→ Dataset rows:
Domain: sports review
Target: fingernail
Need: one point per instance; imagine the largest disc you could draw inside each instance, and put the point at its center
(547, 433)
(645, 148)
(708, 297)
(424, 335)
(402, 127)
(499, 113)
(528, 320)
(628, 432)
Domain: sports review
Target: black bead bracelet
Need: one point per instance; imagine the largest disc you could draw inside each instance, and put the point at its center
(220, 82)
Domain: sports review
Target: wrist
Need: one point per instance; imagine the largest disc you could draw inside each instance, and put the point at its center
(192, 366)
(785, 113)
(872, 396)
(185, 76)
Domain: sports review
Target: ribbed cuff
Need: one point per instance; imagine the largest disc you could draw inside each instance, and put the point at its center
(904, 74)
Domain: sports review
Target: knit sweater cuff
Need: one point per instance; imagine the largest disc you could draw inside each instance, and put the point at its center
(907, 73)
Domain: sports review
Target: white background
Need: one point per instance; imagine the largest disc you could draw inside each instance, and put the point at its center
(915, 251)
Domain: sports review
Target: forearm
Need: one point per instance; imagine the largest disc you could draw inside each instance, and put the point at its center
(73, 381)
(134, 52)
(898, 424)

* * *

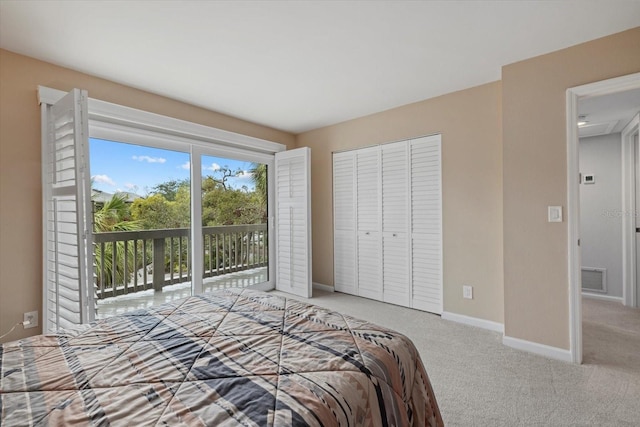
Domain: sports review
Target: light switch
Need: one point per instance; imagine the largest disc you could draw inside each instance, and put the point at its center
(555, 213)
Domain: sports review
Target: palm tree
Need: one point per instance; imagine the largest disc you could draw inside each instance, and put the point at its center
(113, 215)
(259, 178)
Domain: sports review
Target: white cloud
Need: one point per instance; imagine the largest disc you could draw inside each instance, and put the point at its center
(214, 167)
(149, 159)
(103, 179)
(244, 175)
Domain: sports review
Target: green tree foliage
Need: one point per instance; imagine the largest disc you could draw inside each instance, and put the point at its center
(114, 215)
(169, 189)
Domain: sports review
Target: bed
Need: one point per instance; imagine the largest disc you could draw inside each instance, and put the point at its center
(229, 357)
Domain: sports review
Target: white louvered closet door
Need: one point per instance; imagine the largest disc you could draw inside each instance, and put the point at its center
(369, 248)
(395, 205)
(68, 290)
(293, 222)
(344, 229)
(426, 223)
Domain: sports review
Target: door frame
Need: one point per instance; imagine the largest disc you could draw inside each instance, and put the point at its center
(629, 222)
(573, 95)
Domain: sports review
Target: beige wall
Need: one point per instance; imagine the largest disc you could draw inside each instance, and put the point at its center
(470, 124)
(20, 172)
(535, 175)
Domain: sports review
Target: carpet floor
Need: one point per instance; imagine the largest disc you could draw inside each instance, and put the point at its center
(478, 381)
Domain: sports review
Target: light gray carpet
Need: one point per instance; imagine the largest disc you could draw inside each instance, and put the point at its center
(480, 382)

* * *

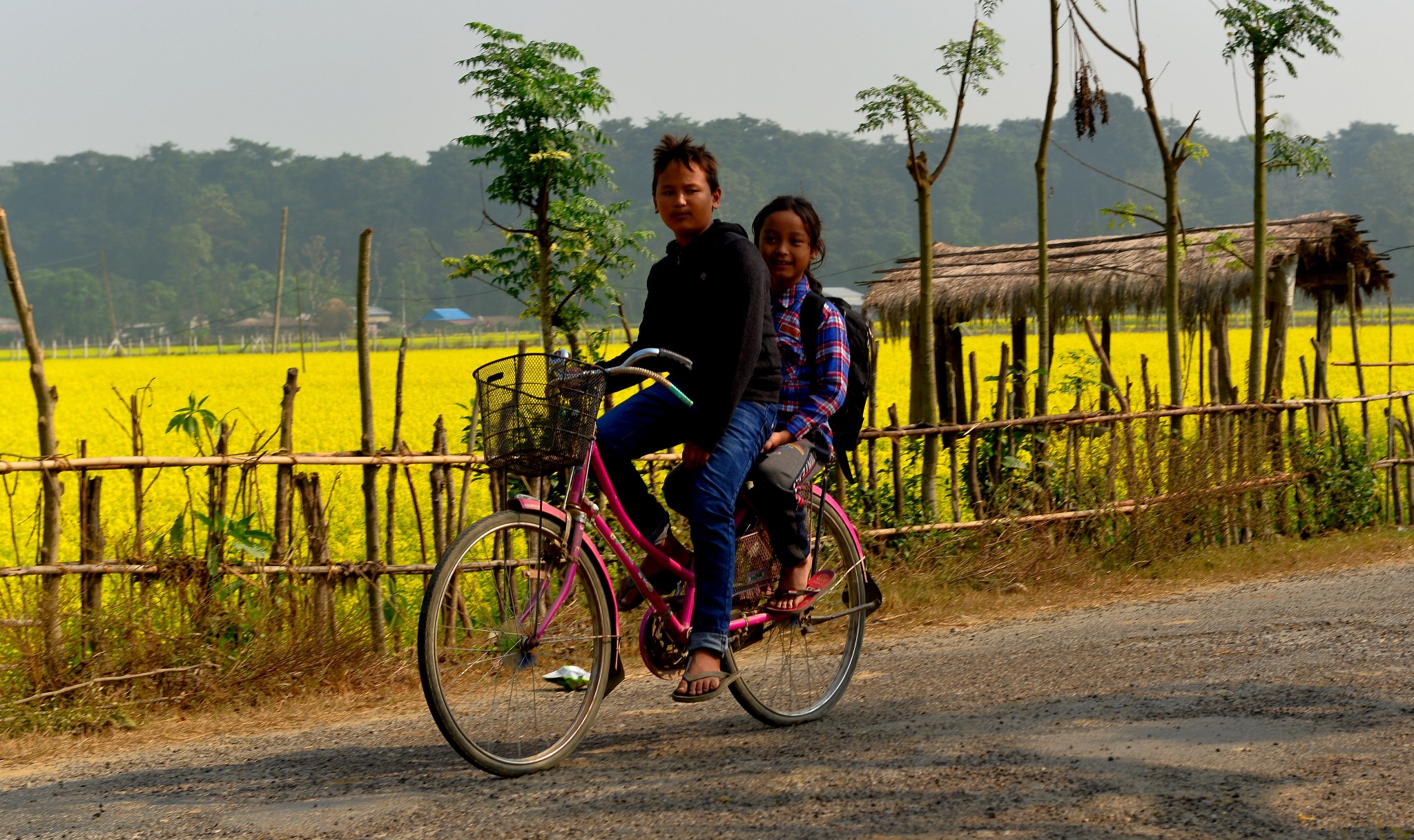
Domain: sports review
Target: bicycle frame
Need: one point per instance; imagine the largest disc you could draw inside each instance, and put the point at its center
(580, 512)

→ Objective: Count the lines in the listing above that contain the string "cuff", treating uppercase and lowercase as different, and reply with only the number.

→ Answer to the exercise: 2